-------- Text excerpt

# using a RCA DVR40 without Directv?



## explosion242 (Mar 9, 2006)

Hello, I searched but did not see anything quite like this so I thought I would ask....

I have a RCA DVR40 that I used to use with Directv but I no longer subscribe to them. My Tivo has been sitting in a box for about a year and a half and I was wondering what to do with it. I would love to hack it to use with my cable but I dont know if that is going to be possible.

So the question is what can I do with this with no DTV service?

Thanks in advance!


----------



## ForrestB (Apr 8, 2004)

A DirecTivo will not work with cable because it's tuners are specifically designed for DirecTV satellites.


----------



## explosion242 (Mar 9, 2006)

I figured that it would not work, but I was not sure. 

So, is there anything anyone could recommend I do with it?

(Let me guess, give it away!)


----------



## ForrestB (Apr 8, 2004)

If your DirecTV account is in good standing, I would sell it (minus your access card) on ebay. It should fetch $40-$50.


----------



## explosion242 (Mar 9, 2006)

I am not using Directv anymore so I would not mind selling the card with it. I have no outstanding balance with Directv. It is all taken care or. 

Would there still be a reason I would not want to sell the card with it?


----------

----------------
-------- Records

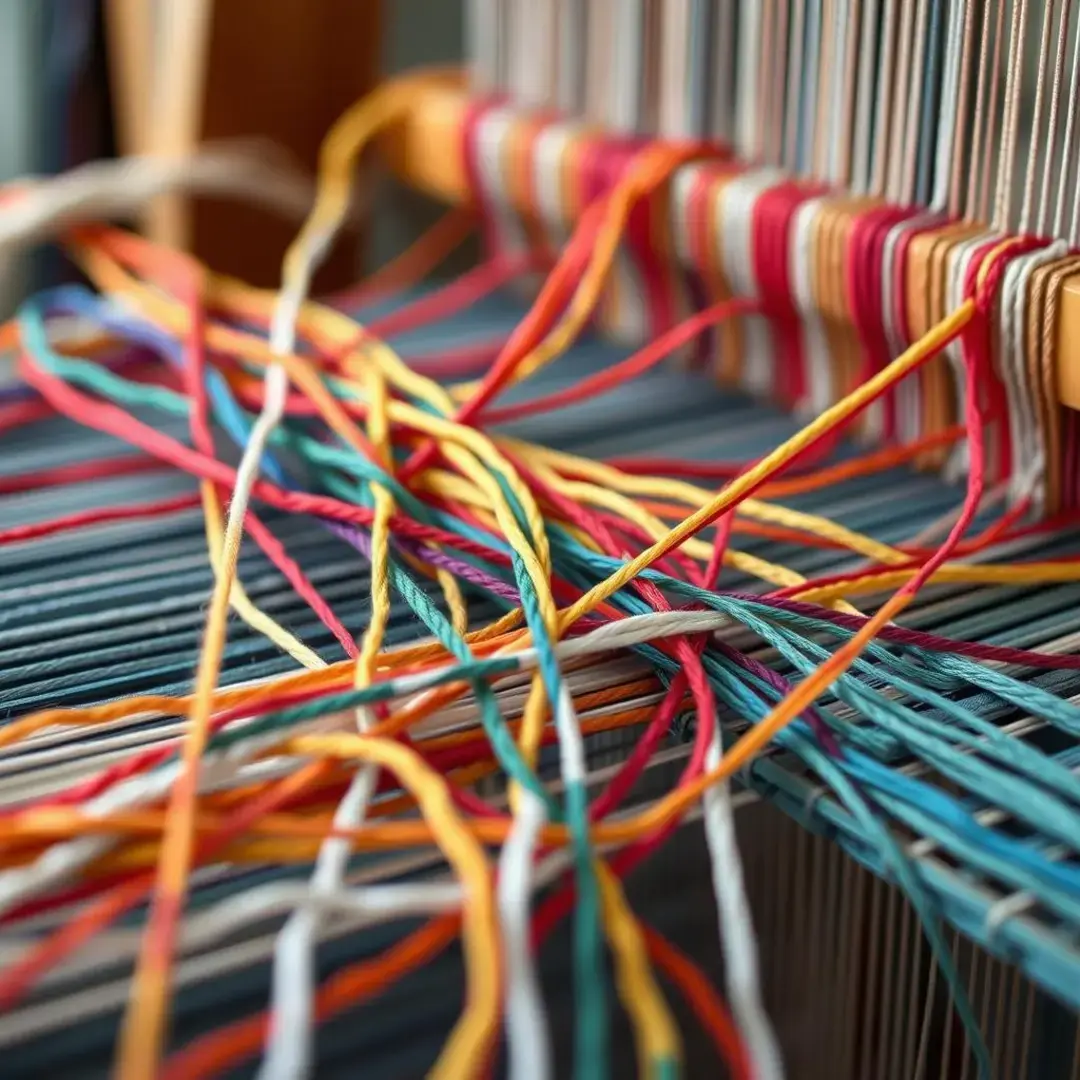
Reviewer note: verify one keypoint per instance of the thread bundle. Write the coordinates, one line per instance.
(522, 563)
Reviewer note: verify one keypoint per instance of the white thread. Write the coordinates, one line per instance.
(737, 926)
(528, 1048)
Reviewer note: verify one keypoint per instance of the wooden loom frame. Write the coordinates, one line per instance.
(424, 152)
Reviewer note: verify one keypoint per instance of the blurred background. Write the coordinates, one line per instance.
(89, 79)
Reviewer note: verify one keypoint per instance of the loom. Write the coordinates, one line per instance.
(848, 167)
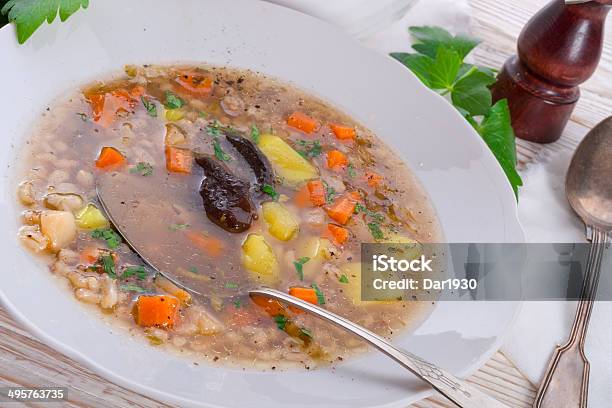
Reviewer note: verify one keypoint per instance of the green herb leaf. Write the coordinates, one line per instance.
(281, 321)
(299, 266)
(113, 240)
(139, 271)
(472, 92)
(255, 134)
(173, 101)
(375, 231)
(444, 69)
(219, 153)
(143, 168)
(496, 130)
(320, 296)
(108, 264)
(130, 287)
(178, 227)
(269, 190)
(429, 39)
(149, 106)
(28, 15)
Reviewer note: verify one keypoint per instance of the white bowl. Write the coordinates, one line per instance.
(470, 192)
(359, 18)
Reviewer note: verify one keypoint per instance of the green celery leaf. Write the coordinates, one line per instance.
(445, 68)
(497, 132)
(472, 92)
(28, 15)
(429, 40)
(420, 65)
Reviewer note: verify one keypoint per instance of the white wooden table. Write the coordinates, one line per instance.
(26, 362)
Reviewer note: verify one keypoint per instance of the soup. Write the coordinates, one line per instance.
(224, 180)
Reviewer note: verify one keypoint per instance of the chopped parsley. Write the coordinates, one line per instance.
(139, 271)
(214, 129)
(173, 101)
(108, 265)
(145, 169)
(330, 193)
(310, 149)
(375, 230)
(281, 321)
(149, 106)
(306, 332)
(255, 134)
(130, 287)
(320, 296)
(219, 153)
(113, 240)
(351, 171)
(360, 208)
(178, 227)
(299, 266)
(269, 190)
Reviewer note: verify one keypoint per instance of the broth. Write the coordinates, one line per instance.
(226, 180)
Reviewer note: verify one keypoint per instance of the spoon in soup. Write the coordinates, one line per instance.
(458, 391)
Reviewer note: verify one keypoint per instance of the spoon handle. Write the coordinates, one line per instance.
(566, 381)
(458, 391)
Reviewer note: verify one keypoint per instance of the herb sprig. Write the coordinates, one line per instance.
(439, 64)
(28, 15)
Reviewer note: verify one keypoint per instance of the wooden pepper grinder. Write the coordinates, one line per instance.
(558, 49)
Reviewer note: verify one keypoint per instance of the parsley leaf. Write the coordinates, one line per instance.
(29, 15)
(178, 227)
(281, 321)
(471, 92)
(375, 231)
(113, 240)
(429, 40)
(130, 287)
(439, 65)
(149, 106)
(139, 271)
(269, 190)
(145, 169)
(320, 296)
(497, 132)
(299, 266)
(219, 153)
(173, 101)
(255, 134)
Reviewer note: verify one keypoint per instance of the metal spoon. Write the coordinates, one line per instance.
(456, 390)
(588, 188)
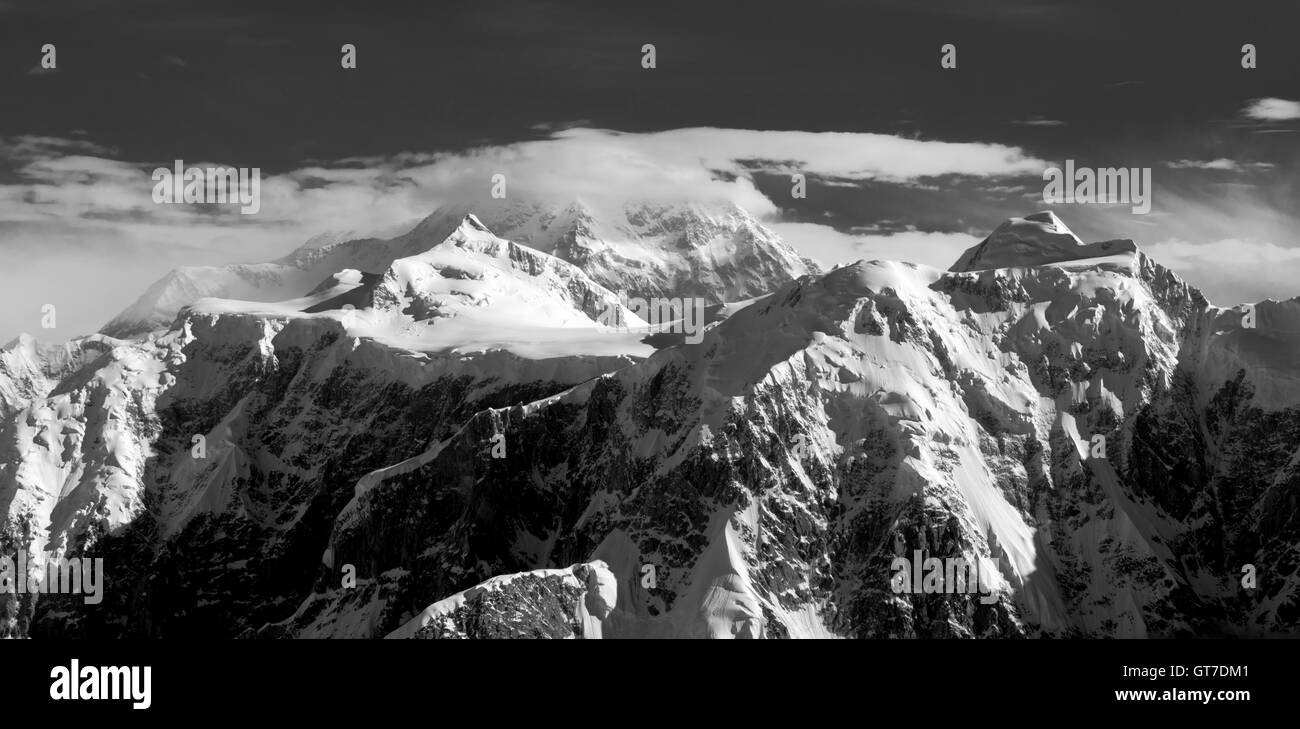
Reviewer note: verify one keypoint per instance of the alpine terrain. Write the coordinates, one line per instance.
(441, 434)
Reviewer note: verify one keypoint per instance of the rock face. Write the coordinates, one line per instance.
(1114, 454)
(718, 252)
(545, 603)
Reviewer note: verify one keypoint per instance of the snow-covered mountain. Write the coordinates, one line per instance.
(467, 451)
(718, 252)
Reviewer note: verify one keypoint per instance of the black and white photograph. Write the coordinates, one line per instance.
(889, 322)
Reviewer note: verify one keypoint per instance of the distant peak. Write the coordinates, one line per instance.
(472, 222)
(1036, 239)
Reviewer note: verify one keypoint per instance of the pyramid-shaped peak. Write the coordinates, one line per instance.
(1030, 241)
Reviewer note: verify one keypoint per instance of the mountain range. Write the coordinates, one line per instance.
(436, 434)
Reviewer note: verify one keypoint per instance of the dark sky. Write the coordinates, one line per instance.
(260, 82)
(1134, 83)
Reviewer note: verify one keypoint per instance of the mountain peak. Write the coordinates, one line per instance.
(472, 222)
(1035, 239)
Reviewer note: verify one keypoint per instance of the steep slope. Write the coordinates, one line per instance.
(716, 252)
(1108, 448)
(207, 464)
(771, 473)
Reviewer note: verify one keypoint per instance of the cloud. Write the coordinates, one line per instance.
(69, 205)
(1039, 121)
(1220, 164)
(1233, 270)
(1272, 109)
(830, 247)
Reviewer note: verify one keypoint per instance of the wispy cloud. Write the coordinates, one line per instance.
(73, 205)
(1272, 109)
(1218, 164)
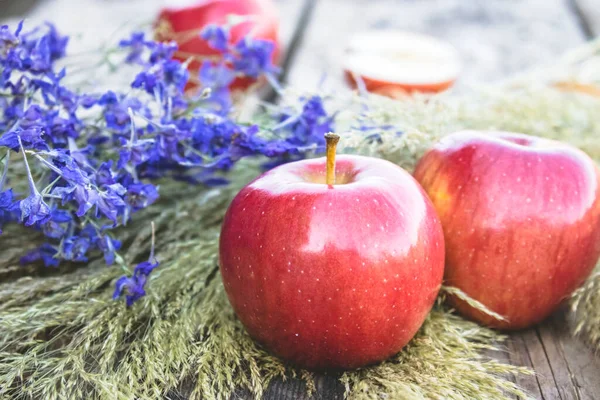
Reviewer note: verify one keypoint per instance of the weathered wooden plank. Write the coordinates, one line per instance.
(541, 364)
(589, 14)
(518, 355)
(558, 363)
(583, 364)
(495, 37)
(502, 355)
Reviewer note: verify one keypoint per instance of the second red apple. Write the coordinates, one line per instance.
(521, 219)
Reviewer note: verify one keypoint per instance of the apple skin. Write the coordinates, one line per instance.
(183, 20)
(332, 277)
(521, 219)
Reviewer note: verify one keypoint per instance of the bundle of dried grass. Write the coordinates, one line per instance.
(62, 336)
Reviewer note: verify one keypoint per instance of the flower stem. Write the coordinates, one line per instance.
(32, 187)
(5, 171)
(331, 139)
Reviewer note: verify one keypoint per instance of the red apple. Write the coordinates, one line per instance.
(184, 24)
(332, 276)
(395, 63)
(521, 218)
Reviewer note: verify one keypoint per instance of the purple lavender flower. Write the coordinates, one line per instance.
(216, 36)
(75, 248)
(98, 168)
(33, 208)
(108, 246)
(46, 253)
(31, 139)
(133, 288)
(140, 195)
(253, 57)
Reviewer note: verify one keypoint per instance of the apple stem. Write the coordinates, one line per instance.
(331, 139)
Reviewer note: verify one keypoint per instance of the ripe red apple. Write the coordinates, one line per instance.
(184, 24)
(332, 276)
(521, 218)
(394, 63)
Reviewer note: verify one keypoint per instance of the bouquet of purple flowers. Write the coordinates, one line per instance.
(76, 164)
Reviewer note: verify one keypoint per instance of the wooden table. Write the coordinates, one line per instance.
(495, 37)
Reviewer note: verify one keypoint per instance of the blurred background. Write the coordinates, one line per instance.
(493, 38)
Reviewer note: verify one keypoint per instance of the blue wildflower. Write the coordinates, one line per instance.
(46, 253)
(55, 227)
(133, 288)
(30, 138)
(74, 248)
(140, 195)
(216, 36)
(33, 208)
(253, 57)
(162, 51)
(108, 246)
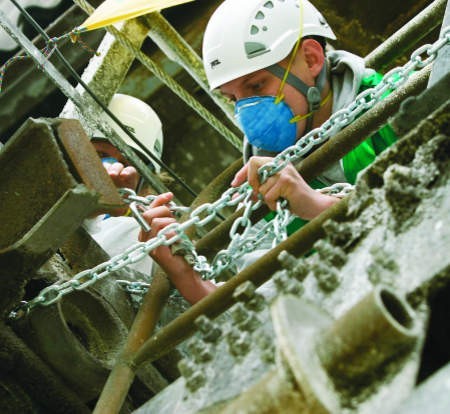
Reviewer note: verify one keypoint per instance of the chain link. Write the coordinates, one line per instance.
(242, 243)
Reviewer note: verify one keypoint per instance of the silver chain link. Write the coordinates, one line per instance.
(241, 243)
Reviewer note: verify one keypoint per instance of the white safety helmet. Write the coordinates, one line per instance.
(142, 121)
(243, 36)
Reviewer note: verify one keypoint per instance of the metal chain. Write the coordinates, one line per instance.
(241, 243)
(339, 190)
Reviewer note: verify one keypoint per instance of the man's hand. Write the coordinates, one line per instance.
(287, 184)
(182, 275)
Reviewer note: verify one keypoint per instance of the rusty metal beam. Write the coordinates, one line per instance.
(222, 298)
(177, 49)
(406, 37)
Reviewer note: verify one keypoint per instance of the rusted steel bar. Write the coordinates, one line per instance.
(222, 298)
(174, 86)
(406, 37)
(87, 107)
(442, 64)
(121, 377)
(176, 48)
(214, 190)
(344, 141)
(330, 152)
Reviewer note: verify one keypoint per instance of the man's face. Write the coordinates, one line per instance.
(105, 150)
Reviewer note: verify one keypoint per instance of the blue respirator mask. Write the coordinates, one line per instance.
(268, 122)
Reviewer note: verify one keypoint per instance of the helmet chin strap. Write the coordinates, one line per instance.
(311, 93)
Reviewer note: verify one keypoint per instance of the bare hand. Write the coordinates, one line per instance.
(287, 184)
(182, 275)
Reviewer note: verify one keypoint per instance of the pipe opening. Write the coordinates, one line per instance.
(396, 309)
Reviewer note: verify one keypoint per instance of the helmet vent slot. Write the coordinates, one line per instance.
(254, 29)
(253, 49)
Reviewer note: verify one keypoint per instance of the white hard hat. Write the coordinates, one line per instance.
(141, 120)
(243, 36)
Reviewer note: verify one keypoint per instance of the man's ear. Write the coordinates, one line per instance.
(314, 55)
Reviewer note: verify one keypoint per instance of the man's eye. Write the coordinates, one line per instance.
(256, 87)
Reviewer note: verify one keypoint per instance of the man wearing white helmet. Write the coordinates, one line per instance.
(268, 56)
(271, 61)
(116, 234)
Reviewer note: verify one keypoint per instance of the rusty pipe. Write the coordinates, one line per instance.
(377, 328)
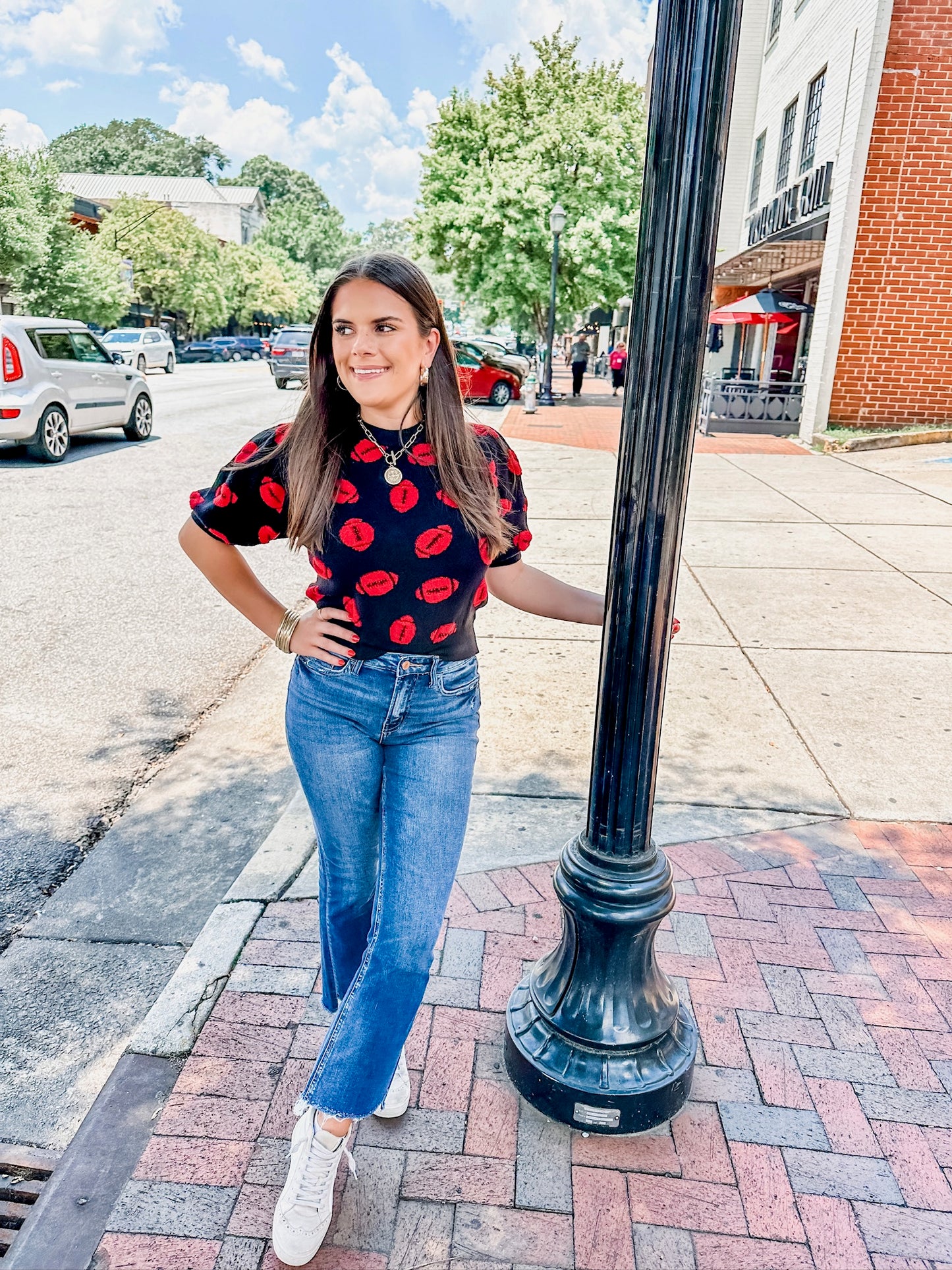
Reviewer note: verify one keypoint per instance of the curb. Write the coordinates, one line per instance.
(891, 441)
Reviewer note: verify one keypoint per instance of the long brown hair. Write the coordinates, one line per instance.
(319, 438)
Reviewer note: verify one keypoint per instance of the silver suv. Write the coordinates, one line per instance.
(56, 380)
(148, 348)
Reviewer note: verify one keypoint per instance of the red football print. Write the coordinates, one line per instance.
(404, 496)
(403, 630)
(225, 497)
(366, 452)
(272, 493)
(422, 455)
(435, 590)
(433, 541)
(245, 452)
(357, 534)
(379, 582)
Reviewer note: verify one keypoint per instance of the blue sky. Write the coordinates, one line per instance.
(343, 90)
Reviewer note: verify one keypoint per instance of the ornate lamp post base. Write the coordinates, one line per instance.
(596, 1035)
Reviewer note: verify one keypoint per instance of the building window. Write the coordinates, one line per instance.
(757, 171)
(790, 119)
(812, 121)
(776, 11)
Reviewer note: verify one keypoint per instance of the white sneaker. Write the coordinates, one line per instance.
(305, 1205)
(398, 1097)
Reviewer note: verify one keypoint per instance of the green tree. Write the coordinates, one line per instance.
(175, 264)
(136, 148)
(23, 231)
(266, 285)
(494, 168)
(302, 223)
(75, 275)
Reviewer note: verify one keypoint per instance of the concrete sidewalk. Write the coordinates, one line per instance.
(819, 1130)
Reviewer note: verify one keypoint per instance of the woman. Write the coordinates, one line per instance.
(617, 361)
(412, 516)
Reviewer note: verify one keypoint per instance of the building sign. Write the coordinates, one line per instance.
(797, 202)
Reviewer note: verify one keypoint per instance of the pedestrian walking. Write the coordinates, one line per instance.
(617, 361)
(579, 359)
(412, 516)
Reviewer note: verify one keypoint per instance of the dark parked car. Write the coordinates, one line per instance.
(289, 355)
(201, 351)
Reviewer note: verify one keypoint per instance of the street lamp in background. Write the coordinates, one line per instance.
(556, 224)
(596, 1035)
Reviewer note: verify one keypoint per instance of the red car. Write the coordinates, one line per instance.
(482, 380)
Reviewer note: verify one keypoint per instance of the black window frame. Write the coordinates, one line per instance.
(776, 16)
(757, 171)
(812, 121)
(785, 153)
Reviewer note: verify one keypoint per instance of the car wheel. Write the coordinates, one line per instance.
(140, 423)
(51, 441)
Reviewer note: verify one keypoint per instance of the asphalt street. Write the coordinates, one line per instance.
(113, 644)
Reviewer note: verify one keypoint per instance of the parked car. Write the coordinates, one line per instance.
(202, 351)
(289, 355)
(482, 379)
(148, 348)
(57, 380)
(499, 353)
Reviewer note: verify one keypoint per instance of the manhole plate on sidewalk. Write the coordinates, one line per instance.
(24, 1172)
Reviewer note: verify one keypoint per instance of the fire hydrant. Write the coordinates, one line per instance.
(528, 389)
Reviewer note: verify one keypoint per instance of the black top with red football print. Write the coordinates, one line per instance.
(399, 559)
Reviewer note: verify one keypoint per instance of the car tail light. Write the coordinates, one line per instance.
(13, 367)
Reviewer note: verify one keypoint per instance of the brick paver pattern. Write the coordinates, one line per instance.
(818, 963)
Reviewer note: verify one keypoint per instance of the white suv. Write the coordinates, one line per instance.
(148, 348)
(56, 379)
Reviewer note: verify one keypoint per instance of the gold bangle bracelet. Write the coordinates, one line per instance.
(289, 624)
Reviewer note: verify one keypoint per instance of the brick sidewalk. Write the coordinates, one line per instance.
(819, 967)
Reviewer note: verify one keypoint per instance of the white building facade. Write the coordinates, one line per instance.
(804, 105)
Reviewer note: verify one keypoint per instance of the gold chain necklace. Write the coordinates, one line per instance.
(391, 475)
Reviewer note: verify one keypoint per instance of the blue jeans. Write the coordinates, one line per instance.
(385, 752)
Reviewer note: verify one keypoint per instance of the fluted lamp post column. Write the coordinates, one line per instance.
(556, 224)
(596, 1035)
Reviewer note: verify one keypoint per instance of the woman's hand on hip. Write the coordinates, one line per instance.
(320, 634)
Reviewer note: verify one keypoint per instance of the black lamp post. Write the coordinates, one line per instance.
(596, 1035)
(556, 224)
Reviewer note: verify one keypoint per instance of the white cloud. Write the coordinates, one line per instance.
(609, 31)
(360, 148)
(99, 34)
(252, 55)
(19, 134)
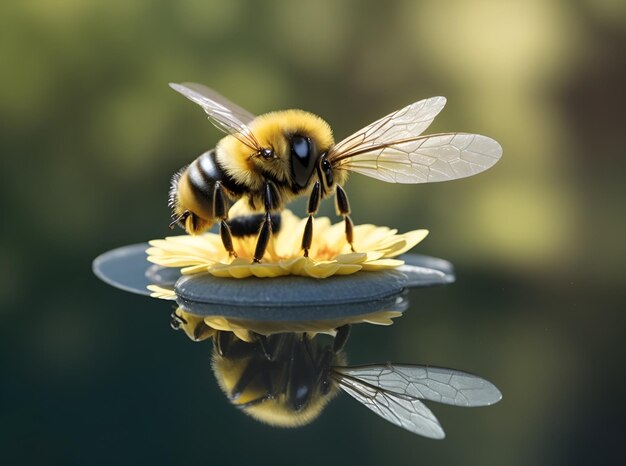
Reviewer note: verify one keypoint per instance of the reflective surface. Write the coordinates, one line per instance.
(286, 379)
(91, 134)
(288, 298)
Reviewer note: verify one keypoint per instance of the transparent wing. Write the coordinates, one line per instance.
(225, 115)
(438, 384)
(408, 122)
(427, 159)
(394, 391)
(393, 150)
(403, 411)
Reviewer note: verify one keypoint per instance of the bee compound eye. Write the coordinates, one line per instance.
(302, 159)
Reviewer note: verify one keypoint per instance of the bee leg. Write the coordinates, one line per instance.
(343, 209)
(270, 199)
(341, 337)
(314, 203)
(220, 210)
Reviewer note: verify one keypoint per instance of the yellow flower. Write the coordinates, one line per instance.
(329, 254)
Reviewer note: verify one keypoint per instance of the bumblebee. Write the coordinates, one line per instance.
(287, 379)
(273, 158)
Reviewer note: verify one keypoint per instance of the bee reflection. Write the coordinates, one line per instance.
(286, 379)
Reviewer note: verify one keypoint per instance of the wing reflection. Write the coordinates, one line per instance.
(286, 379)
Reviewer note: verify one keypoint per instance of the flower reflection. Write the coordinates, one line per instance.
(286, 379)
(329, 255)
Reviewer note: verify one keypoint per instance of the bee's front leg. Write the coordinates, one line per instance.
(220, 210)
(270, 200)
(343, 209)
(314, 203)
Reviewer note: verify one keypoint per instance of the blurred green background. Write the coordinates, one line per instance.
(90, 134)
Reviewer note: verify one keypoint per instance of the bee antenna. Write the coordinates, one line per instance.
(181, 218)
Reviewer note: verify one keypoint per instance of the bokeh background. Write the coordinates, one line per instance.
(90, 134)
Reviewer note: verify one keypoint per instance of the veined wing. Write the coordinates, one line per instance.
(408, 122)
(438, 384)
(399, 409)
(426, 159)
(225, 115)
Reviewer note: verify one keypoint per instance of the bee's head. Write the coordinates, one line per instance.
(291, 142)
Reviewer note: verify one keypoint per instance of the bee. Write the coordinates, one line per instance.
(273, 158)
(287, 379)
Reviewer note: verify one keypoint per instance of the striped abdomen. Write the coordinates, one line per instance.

----------------

### Set task A
Repeat the passage of the DVR40 thread between "# using a RCA" and "no DTV service?", inclusive.
### Set task B
Answer these questions from the DVR40 thread.
(i) How long had the unit been sitting in a box?
(ii) Why won't it work with cable?
(iii) How much did ForrestB say it should fetch on eBay?
The records have nothing to do with this.

### Task solution A
# using a RCA DVR40 without Directv?



## explosion242 (Mar 9, 2006)

Hello, I searched but did not see anything quite like this so I thought I would ask....

I have a RCA DVR40 that I used to use with Directv but I no longer subscribe to them. My Tivo has been sitting in a box for about a year and a half and I was wondering what to do with it. I would love to hack it to use with my cable but I dont know if that is going to be possible.

So the question is what can I do with this with no DTV service?

### Task solution B
(i) About a year and a half.
(ii) Its tuners are made specifically for DirecTV satellites.
(iii) $40 to $50.